## Provided data
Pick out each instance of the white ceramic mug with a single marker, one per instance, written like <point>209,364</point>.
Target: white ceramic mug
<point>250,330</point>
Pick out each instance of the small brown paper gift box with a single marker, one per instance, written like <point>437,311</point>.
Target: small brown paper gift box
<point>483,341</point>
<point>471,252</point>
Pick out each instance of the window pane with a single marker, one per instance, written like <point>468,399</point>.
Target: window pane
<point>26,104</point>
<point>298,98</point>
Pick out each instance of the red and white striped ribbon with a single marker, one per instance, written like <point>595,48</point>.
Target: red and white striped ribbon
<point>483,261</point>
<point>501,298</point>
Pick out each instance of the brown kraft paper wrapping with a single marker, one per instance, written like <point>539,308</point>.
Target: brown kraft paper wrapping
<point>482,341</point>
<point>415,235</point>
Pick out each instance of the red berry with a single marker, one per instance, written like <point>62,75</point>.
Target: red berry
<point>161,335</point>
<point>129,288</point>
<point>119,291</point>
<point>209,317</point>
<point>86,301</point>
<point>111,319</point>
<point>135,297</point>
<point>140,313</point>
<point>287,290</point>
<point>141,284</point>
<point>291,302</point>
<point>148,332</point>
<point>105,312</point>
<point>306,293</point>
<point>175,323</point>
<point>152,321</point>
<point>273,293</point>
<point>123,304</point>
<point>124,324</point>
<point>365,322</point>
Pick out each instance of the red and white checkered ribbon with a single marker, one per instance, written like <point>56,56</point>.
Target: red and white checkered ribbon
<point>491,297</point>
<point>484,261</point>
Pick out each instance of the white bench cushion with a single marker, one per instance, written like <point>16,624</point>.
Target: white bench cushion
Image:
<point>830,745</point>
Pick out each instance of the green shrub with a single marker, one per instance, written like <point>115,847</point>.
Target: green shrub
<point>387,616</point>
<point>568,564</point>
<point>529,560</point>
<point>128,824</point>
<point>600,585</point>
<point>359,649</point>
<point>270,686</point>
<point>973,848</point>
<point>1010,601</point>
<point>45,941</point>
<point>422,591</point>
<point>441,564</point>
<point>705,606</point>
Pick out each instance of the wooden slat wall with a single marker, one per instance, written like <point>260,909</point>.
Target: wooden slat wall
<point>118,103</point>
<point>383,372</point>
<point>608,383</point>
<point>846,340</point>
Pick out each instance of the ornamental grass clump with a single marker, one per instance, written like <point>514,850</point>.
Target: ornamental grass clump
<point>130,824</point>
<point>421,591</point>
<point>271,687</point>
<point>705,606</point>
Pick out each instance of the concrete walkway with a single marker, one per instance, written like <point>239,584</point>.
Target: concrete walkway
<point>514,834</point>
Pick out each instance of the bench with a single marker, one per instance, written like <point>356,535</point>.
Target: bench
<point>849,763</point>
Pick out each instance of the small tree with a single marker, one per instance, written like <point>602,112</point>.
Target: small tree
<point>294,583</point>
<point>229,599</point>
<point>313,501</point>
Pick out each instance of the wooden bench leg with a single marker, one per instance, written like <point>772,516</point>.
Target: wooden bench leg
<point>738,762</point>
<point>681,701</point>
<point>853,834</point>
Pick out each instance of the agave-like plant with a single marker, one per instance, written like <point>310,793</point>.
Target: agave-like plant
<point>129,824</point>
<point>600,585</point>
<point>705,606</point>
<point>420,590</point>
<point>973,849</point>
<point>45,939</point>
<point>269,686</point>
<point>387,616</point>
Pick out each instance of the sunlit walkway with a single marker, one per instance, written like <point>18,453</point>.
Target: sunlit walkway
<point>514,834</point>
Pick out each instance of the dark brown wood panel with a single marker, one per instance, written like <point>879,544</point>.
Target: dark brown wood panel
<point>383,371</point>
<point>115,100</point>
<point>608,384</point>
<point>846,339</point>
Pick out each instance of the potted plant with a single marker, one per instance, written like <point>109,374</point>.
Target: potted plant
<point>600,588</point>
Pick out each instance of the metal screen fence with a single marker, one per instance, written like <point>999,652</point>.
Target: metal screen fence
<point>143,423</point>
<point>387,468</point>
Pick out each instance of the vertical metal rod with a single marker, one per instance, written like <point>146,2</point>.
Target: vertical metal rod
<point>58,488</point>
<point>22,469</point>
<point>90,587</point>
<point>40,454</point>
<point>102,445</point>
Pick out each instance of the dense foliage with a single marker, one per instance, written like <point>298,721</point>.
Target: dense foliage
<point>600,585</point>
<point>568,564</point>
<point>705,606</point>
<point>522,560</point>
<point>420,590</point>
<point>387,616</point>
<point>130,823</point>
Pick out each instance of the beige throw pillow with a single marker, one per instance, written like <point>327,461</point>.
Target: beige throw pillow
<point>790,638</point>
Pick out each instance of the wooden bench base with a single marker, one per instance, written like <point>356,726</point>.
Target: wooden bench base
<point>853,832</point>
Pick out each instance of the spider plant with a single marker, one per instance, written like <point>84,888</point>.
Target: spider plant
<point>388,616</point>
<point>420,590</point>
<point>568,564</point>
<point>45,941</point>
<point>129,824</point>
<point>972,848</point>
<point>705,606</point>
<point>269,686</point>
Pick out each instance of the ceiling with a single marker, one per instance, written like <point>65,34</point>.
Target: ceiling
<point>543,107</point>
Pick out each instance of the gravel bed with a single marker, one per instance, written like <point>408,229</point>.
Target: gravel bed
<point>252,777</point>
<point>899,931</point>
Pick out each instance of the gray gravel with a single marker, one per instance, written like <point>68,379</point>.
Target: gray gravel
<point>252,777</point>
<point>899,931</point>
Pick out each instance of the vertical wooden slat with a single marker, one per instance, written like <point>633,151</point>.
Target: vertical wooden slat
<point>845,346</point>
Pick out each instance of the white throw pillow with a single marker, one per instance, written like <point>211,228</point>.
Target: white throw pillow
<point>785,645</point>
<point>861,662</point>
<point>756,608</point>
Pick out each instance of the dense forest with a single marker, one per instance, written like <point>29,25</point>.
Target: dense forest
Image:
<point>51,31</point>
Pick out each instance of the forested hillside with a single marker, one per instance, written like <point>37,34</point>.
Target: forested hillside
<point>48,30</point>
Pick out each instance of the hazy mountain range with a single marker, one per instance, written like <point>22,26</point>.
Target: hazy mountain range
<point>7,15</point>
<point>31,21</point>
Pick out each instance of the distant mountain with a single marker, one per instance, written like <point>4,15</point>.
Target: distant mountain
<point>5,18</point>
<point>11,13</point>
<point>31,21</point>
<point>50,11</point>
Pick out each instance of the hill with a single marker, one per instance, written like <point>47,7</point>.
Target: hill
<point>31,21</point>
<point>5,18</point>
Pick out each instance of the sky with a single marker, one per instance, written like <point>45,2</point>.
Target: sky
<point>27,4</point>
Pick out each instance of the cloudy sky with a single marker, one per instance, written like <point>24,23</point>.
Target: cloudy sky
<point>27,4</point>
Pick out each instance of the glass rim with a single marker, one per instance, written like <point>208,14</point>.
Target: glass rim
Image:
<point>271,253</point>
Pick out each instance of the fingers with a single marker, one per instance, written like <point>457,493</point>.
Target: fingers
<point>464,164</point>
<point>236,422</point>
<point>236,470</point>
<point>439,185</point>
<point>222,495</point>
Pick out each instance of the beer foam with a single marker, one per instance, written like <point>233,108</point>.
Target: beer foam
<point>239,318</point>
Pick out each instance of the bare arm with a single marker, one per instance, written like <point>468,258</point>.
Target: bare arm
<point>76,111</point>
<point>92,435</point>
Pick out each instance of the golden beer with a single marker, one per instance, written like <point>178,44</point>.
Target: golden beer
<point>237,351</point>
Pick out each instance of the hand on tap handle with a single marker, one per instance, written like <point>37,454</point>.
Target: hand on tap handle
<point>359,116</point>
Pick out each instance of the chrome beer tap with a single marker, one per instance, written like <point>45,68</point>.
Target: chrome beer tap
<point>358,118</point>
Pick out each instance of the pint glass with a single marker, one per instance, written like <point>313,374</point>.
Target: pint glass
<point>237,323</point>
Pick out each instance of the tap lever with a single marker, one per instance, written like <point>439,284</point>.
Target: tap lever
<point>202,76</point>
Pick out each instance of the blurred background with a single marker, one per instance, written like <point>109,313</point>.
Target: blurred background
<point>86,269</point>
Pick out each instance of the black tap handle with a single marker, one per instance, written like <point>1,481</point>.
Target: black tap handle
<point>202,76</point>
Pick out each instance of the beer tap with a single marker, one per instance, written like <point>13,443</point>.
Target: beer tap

## To be done
Echo the lines of the listing from the one holding "Pick out each instance of the cloudy" through the one holding "<point>222,495</point>", both included, character for character.

## Response
Pick out each instance of the cloudy sky with a single marker, one per instance, written like <point>24,23</point>.
Target: cloudy sky
<point>27,4</point>
Pick out each instance of the glass rim with a single marker, one per instance, written like <point>208,14</point>.
Target: glass rim
Image:
<point>271,253</point>
Pick out each instance of the fingers with a single marker, one per instance, written like <point>457,493</point>.
Target: fingers
<point>464,164</point>
<point>236,422</point>
<point>236,470</point>
<point>439,185</point>
<point>222,495</point>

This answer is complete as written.